— START SUPPLIED PASSAGE —
There is a strong history of different parties coming to power consecutively and peacefully in Bulgaria. None of the Bulgarian governments since 1990 has been reelected, suggesting that democratic procedures in Bulgaria are effective and no party has attempted or been successful in using its position in power to win elections. The last presidential election held in 2001 registered the first victory of a left-wing candidate, representing the BSP. The last local elections in October 2003 were the first in recent Bulgarian history to take place without international observers, an acknowledgment that Bulgaria has managed to establish a tradition of free and fair elections. Partial mayoral elections took place in October 2005 in the capital of Sofia and 10 other Bulgarian municipalities whose mayors had been elected to the Parliament in June.
— END SUPPLIED PASSAGE —
**DIRECTIONS**
A) What was the first in recent Bulgarian history about the October 2003 local elections described in the passage on Bulgarian elections?
B) Please carry the passage on Bulgarian elections further, picking up after its final sentence.
— START RAW DATA —
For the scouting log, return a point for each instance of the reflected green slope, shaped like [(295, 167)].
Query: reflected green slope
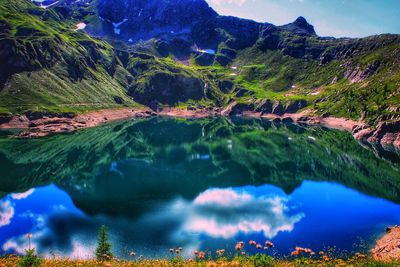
— END RAW DATA —
**RESULTS**
A) They were the first to take place without international observers.

B)
The June 2005 general elections were won by the left-wing BSP, successor to the Bulgarian Communist Party, with 33.98 percent of the votes and 82 seats. After failing to elect a minority government in coalition with the ethnic Turkish party MRF in July, the BSP agreed to a government coalition with the previously ruling NMSS in August 2005. Since 1990, the party has been trying to move away from its Communist legacy and build a modern leftist organization. Following the 1997 crisis, when protesters took to the streets to force the BSP government's resignation, the BSP adopted Atlanticist ideas in its platforms. In 2003, it was accepted for full membership in the Socialist International, indicating international recognition of the party's reformation. Sergey Stanishev, a former BSP international affairs secretary, is the current party leader and was appointed prime minister after the June elections.

The previously ruling centrist NMSS won 21.83 percent of the votes and 53 parliamentary seats. Although declaring prior to the election that it would not enter into a coalition with the BSP, the NMSS had finally to agree on such an arrangement. This inconsistency was motivated largely by the need to maintain political stability for the sake of Bulgaria's forthcoming accession to the EU. The NMSS was created only three months before the 2001 general elections by Simeon Saxe-Coburg-Gotha, Bulgaria's former king, but succeeded in winning most of the votes and forming a government. Though lacking a clear political and ideological identity, the NMSS managed to complete its full four-year term in office. In 2003, the NMSS was admitted to the Liberal International, the world federation of liberal political parties, as an associate member.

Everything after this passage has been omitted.